| SUPPLIED PASSAGE |

Bank Reconciliation and credit cards

My credit card accounts are bank accounts that are underneath a Liability-category control account.

If I have a credit card with a 0 balance, and then I make a 500 charge to it, the balance sheet for that card shows 500 (+), not -500. This is correct, since it’s a liability account.

However, reconciliation doesn’t seem to know this: when I go to reconcile, I need to remember that reconciliation wants me to say the balance is -500. I think think this is wrong both from an objective standpoint (it’s a liability account, with a credit, and in a liability account credits increase the balance) and also wrong from a user interaction standpoint (in nearly every other situation, that credit balance appears to you as positive - it’s only in this ONE SITUATION that you have to remember to pretend it’s negative.)

I’m self-interested in this changing because I get this wrong literally every single time I go to reconcile my credit card. But I’m curious if anyone else disagrees strongly.

Yes, I disagree strongly for several reasons:

  • Liabilities are presented as positive numbers on the balance sheet only because that is a long-standing accounting convention that reduces clutter. All accountants understand that liabilities are of opposite sign to assets. The negative sign is omitted only because of the heading: Liabilities.
  • Any computerized accounting system needs to be based on a fundamental design question: will debits be positive or negative (the converse of that question being, will credits be negative or positive)? Either works, and there are systems written both ways. Manager is based on a decision that credits will be negative.
  • When you charge something to a credit card, you have generated a credit. So that is a negative number within Manager’s “cosmology.”
  • When reconciling a credit card account, you don’t have a positive balance like you do when reconciling a demand deposit account. A checking account is an asset; you have the money represented by its balance and can use it for various purposes. A credit card balance represents money you owe, and you cannot use it for other purposes. So it is only natural that the balance you are trying to reconcile should be a negative number.

I respect your POV, but it seems to me this doesn’t match with the reality of how numbers are actually entered by users in Manager. Credit card values are presented as positive in places other than the balance sheet.

| REQUESTS |
#1 Name each reason the reply in the credit card reconciliation discussion gives for disagreeing strongly.
#2 Using the credit card reconciliation discussion, decide whether each statement agrees with it, and quote the words that settle the matter:
(a) The original poster's credit card accounts are placed under an Asset-category control account.
(b) Manager treats credits as negative numbers.
(c) The original poster gets the reconciliation sign wrong only occasionally.
#3 Write the next part of the credit card reconciliation discussion, picking up after its final sentence.
The listing after this point was drawn from a separate source.

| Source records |

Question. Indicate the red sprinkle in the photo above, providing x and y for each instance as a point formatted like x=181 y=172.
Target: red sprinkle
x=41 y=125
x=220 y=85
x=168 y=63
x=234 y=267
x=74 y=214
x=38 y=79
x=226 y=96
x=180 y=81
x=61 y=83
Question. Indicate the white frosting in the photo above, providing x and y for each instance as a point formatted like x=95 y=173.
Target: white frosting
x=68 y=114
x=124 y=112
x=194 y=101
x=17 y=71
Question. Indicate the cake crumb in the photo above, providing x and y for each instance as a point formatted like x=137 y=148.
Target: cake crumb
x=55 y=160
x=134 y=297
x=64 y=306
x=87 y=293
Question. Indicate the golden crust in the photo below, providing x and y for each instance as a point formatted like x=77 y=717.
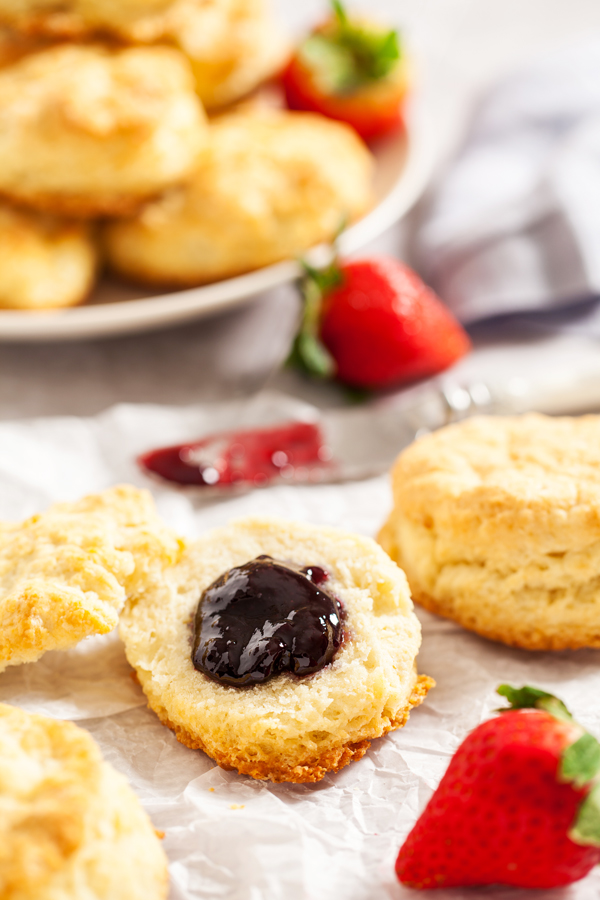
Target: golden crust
x=70 y=826
x=496 y=522
x=45 y=262
x=65 y=574
x=132 y=20
x=274 y=769
x=232 y=45
x=89 y=130
x=287 y=729
x=272 y=185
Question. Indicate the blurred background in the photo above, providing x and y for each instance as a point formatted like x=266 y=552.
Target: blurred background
x=460 y=49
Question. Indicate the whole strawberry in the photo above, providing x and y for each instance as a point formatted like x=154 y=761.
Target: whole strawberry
x=519 y=804
x=373 y=323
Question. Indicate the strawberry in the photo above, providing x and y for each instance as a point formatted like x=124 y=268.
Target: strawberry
x=519 y=804
x=351 y=71
x=373 y=323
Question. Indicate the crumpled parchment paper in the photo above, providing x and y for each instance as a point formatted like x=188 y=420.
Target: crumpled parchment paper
x=228 y=836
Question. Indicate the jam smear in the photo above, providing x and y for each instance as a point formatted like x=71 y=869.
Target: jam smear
x=263 y=618
x=254 y=457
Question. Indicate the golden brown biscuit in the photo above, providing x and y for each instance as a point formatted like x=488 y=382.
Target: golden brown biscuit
x=132 y=20
x=496 y=522
x=70 y=826
x=232 y=45
x=288 y=728
x=85 y=130
x=14 y=45
x=65 y=574
x=45 y=262
x=273 y=185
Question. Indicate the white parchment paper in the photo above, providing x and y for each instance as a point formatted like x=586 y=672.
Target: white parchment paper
x=228 y=836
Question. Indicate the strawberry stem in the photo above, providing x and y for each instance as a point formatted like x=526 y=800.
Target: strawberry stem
x=346 y=55
x=579 y=762
x=308 y=353
x=529 y=697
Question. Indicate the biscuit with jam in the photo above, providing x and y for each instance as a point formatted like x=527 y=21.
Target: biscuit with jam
x=65 y=574
x=280 y=649
x=272 y=184
x=70 y=825
x=496 y=522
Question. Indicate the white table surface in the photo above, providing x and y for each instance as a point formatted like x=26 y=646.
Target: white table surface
x=461 y=46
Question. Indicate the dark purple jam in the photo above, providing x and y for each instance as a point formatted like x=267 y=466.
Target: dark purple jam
x=264 y=618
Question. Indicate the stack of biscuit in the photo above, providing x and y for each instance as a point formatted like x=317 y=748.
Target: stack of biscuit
x=123 y=142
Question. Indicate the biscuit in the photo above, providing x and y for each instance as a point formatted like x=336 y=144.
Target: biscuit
x=496 y=522
x=232 y=45
x=131 y=20
x=272 y=185
x=65 y=574
x=45 y=262
x=70 y=825
x=88 y=130
x=289 y=728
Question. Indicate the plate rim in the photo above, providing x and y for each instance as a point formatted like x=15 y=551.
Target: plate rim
x=105 y=320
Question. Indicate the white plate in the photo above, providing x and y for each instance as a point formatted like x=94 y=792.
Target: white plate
x=403 y=165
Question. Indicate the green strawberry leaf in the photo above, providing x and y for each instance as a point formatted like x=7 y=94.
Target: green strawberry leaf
x=350 y=55
x=308 y=352
x=311 y=355
x=533 y=698
x=586 y=828
x=581 y=761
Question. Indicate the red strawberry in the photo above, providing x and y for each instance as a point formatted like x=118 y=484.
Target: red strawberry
x=350 y=70
x=379 y=323
x=519 y=804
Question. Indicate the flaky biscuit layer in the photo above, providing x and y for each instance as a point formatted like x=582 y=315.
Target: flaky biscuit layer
x=45 y=262
x=134 y=20
x=70 y=826
x=496 y=522
x=88 y=130
x=271 y=185
x=65 y=574
x=232 y=45
x=288 y=729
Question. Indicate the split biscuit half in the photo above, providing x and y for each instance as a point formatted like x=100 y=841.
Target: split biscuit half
x=65 y=574
x=130 y=20
x=496 y=522
x=90 y=130
x=272 y=185
x=288 y=728
x=232 y=45
x=70 y=825
x=45 y=262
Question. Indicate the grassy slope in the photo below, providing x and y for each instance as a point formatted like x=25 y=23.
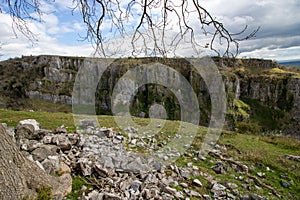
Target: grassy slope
x=250 y=149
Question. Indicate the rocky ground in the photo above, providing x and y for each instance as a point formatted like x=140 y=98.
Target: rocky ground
x=110 y=167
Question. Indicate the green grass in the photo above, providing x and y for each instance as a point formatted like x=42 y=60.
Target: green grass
x=77 y=183
x=264 y=116
x=247 y=148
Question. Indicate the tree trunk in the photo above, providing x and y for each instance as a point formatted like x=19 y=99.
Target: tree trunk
x=20 y=177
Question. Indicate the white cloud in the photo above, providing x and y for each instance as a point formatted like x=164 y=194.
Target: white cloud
x=13 y=46
x=278 y=38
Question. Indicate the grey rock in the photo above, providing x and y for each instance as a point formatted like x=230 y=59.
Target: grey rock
x=197 y=183
x=61 y=130
x=42 y=152
x=185 y=173
x=94 y=195
x=284 y=184
x=195 y=193
x=85 y=123
x=32 y=122
x=219 y=168
x=110 y=196
x=135 y=185
x=62 y=141
x=51 y=164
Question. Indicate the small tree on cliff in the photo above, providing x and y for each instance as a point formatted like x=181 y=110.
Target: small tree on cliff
x=150 y=19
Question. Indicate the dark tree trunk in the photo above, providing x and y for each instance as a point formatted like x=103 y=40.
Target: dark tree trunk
x=20 y=177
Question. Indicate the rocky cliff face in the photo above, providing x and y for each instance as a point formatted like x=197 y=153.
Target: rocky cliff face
x=253 y=81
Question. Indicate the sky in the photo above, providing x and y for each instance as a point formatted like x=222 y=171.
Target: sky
x=62 y=32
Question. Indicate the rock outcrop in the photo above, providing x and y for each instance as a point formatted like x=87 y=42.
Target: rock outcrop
x=51 y=78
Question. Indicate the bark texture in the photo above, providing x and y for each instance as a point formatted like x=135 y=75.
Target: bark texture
x=20 y=177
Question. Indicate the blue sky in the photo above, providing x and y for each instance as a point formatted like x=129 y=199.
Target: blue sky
x=61 y=32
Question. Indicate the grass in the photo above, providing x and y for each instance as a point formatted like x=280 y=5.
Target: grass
x=247 y=148
x=77 y=183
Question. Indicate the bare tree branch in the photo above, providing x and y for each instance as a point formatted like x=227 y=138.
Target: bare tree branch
x=156 y=27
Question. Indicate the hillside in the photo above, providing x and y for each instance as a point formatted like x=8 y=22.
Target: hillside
x=240 y=166
x=262 y=96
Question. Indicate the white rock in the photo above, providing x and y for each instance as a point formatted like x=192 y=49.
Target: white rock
x=32 y=122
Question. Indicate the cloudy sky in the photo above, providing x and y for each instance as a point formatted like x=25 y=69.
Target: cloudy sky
x=62 y=32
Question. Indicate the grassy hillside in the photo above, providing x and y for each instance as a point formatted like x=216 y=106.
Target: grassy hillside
x=262 y=154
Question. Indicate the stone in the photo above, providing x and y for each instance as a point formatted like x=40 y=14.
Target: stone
x=63 y=168
x=185 y=173
x=61 y=130
x=62 y=141
x=110 y=196
x=197 y=183
x=42 y=152
x=94 y=195
x=195 y=193
x=135 y=185
x=261 y=174
x=232 y=186
x=32 y=122
x=40 y=165
x=85 y=123
x=292 y=157
x=219 y=168
x=103 y=172
x=206 y=197
x=218 y=189
x=184 y=185
x=51 y=164
x=170 y=190
x=284 y=184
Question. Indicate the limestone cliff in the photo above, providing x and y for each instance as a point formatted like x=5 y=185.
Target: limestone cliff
x=252 y=86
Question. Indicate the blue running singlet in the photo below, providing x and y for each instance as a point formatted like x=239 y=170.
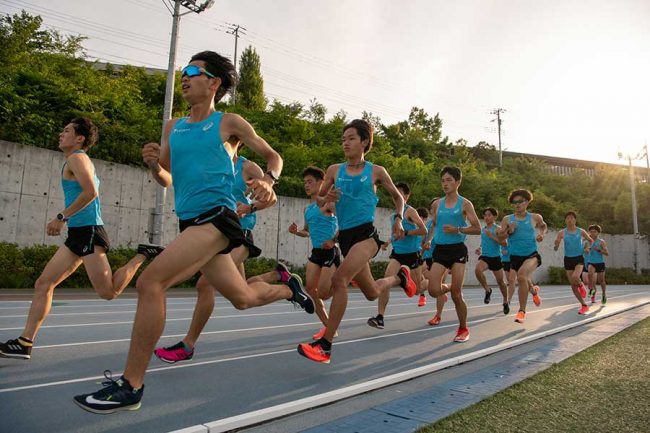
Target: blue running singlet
x=358 y=200
x=408 y=244
x=321 y=227
x=522 y=241
x=238 y=189
x=452 y=216
x=489 y=247
x=91 y=215
x=202 y=171
x=573 y=243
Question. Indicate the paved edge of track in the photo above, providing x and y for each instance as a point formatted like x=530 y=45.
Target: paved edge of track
x=250 y=419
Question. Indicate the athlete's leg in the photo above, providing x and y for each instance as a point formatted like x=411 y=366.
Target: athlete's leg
x=108 y=285
x=61 y=266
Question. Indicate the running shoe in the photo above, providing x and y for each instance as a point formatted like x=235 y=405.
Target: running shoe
x=521 y=316
x=173 y=354
x=376 y=322
x=315 y=352
x=582 y=290
x=299 y=297
x=116 y=395
x=149 y=251
x=406 y=282
x=284 y=275
x=537 y=300
x=462 y=335
x=488 y=295
x=16 y=349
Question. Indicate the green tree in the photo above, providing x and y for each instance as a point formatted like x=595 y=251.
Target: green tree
x=250 y=90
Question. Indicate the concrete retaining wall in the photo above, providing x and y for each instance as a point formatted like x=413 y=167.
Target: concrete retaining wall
x=31 y=195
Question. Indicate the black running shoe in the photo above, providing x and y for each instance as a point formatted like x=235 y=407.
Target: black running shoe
x=13 y=349
x=150 y=251
x=300 y=297
x=376 y=322
x=488 y=294
x=116 y=395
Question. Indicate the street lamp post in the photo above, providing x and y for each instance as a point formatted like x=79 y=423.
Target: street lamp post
x=155 y=234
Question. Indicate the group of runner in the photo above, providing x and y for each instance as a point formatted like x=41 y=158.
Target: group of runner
x=217 y=196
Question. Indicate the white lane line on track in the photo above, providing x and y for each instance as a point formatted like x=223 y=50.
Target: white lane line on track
x=584 y=320
x=368 y=305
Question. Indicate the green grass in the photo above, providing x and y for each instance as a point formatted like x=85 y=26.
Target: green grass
x=605 y=388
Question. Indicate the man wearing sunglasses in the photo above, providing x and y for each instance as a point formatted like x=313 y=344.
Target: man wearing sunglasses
x=196 y=158
x=520 y=230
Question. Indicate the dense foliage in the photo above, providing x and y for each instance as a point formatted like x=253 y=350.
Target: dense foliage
x=45 y=81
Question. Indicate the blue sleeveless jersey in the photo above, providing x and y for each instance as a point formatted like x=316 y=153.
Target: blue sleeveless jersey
x=573 y=243
x=594 y=256
x=489 y=247
x=522 y=241
x=91 y=215
x=427 y=254
x=238 y=189
x=202 y=171
x=358 y=200
x=452 y=216
x=321 y=227
x=408 y=244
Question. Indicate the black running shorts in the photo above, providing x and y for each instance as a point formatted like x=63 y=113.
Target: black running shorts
x=82 y=240
x=349 y=237
x=225 y=220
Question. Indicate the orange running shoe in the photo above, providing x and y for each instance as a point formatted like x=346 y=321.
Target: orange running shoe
x=315 y=352
x=462 y=335
x=406 y=282
x=536 y=298
x=521 y=315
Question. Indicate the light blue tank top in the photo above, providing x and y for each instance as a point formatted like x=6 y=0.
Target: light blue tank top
x=408 y=244
x=238 y=189
x=429 y=253
x=596 y=256
x=358 y=200
x=489 y=247
x=321 y=227
x=91 y=215
x=452 y=216
x=202 y=171
x=573 y=243
x=522 y=241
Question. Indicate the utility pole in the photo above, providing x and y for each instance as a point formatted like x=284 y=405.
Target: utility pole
x=155 y=234
x=235 y=29
x=498 y=112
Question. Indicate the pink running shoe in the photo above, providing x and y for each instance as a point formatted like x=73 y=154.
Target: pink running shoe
x=173 y=354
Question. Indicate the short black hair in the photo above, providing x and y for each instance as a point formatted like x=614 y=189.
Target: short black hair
x=524 y=193
x=404 y=187
x=492 y=210
x=314 y=171
x=364 y=129
x=221 y=67
x=595 y=227
x=453 y=172
x=84 y=126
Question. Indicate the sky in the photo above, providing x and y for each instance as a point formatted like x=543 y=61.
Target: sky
x=573 y=76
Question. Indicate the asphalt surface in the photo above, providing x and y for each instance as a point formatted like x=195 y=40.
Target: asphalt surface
x=245 y=360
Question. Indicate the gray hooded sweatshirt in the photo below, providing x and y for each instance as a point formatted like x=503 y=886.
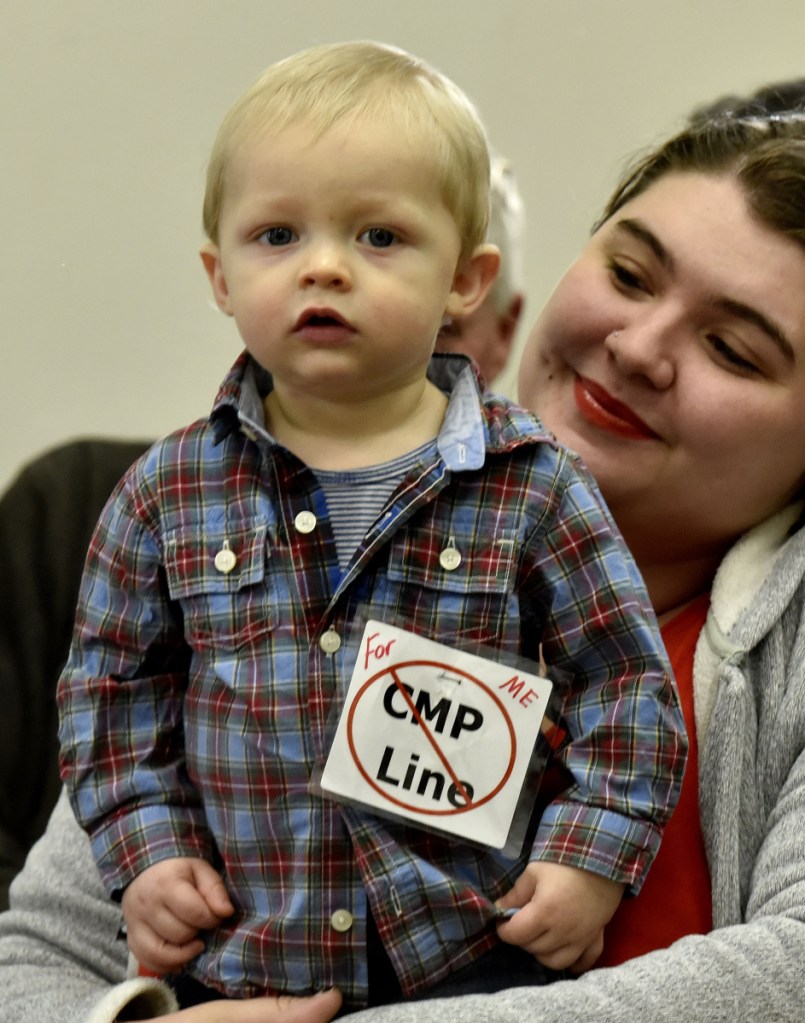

| EXERCISE RESPONSES |
#1
1. Liabilities appear as positive numbers on the balance sheet only because of a long-standing accounting convention that reduces clutter. The negative sign is omitted because of the heading "Liabilities."
2. Every computerized accounting system must decide whether debits will be positive or negative. Manager is based on a decision that credits will be negative.
3. Charging something to a credit card generates a credit, which is a negative number within Manager's "cosmology."
4. A credit card balance represents money owed that cannot be used for other purposes, unlike a checking account balance. The balance being reconciled should therefore naturally be negative.

#2
(a) No: "My credit card accounts are bank accounts that are underneath a Liability-category control account."
(b) Yes: "Manager is based on a decision that credits will be negative."
(c) No: "I get this wrong literally every single time I go to reconcile my credit card."

#3
In fact, when dealing with credit cards in Manager, a user almost never types or reads a negative number; if they make a payment, they go to the Payments tab, and type “500”, positive, to indicate that they’re paying 500 units of currency. So the reconciliation flow is already fighting against the muscle memory of the most common credit card activity, making a purchase. Likewise, when paying their credit card via an account transfer, they’ll only type a positive number, along with the from/to accounts. I do agree that the credit card account detail shows the balance as negative, and I don’t really have a problem with this continuing to be the case

I also respectfully disagree with your assertion that “when reconciling a credit card account, you don’t have a positive balance.” Every credit card statement I’ve seen represents the money borrowed as a positive balance. At least in the US (I’m willing to believe this is different elsewhere, in which case this becomes a thorny localization problem, I guess), your credit card statement - the very thing you’re reconciling against - will say your balance is “$500”, not “-$500”, when you owe them $500. I think it’s not a great user experience for the reconciliation process to be “Pick up the bill that lists the balance you’re reconciling against, read the ‘balance’ number, and remember to multiply by -1.”

If credit cards in Australia and New Zealand have reverse conventions and show a balance owed as negative, then I think serious consideration should be given to making this locale-dependent. Do they?

Yes, but that is the payment entry form. That payment generates to entries to the general ledger, one a debit, the other a credit—one positive, one negative. The positive one is the debit and goes to an expense account. The negative one is the credit and goes to a liability account. That’s fundamental, double-entry accounting. Nothing to do with muscle memory.

Good, because you’d be fighting over 500 years of accounting practice and history.

Indeed, because it is presented from the bank’s perspective. All accounting is from the perspective of the entity doing the accounting. The balance you owe is an asset to the bank, a debit on their books. It would show up in their accounts receivable.

You will not prevail on this, @peterb. And I am not presenting a personal opinion here. I am discussing basic principles of accounting.

You’re really overselling the argument, @Tut.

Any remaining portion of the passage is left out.